*** Text passage ***
The Boston-based company projected sales this year of $1.5bn-$2.5bn, down from a previous forecast of $2.5bn-$3.5bn and lower than some analyst estimates for $2.4bn-$2.9bn. It also said it expected to report revenues of $3bn-$3.1bn for 2024, at the lower end of previous guidance of $3bn-$3.5bn. 

Moderna stock fell as low as $31.94, more than 90 per cent down from its peak in September 2021, when its Covid-19 shots were rolling out during the pandemic.  

The projections come as the vaccine maker, which has missed a series of forecasts, grapples with falling sales as the market for Covid-19 jabs shrinks and it invests in new potential inoculations. 

Jamey Mock, chief financial officer, told the Financial Times that the Covid-19 market was difficult to project, as few other products have gone from pandemic use to an “endemic” setting, where disease circulates but does not cause major outbreaks. 

Mock said he thought demand for the vaccines was starting to stabilise and become “more durable and sizeable and then perhaps a little bit more predictable”.
*** End of Text passage ***
*** Records provided ***
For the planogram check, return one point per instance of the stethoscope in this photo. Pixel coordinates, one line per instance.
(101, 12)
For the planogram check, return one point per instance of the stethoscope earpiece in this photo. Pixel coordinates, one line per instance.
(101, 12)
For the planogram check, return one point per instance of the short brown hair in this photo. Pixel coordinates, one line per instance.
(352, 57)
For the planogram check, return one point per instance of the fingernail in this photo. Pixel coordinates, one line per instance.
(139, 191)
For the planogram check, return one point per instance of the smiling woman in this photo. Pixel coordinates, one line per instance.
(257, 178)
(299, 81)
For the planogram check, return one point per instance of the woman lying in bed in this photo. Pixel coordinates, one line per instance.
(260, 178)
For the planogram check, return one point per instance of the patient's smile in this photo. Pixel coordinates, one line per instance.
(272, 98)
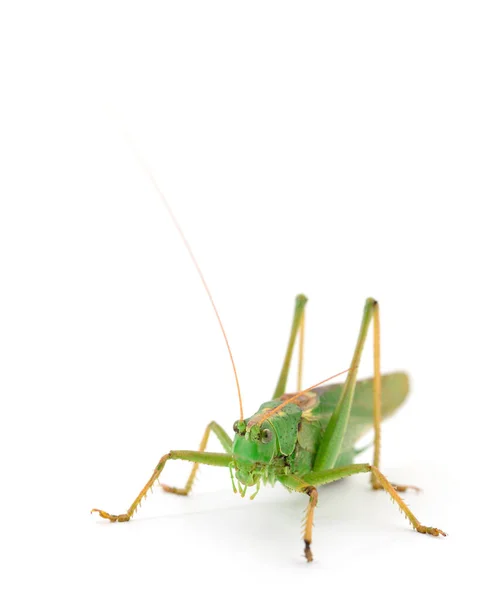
*** End of Records provided ***
Task item A:
Duplicate the part of the Moderna sales outlook text from "The Boston-based company" to "during the pandemic." word for word.
Task item B:
According to the Moderna sales outlook text, how low did Moderna stock fall?

Answer area A:
The Boston-based company projected sales this year of $1.5bn-$2.5bn, down from a previous forecast of $2.5bn-$3.5bn and lower than some analyst estimates for $2.4bn-$2.9bn. It also said it expected to report revenues of $3bn-$3.1bn for 2024, at the lower end of previous guidance of $3bn-$3.5bn. 

Moderna stock fell as low as $31.94, more than 90 per cent down from its peak in September 2021, when its Covid-19 shots were rolling out during the pandemic.

Answer area B:
$31.94